» **Provided information**:
• • • • •
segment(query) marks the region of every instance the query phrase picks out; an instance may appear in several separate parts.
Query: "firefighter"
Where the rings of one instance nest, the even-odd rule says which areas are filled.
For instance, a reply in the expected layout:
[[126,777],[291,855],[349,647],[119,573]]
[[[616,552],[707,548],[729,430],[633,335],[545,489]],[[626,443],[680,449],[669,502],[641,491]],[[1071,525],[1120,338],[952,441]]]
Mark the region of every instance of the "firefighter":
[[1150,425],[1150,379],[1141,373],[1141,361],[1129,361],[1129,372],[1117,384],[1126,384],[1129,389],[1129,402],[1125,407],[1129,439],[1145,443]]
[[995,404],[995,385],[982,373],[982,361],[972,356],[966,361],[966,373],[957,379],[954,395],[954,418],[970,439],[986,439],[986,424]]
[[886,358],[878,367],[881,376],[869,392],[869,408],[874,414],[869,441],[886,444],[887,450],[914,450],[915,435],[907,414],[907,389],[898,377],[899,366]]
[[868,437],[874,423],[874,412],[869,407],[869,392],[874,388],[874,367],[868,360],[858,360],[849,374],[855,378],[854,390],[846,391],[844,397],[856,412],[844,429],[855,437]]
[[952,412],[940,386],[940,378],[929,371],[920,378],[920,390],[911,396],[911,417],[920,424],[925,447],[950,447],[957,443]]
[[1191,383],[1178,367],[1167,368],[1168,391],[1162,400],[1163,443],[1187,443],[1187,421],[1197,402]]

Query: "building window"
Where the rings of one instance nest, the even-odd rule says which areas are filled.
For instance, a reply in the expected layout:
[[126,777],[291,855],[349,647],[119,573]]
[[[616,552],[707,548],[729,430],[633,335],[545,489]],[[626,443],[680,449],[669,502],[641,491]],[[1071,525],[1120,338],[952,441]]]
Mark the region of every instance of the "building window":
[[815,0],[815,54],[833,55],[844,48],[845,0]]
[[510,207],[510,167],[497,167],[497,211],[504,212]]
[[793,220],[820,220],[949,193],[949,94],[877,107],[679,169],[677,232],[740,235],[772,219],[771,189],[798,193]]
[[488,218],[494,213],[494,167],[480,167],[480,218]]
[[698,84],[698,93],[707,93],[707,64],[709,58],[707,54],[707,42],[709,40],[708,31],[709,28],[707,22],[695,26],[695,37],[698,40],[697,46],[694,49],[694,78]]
• • • • •
» **What you will do**:
Please identify every line in the records above that contains the word "window", and copy each of those lines in full.

» **Answer to this task**:
Query: "building window"
Mark the region of every instance of the "building window":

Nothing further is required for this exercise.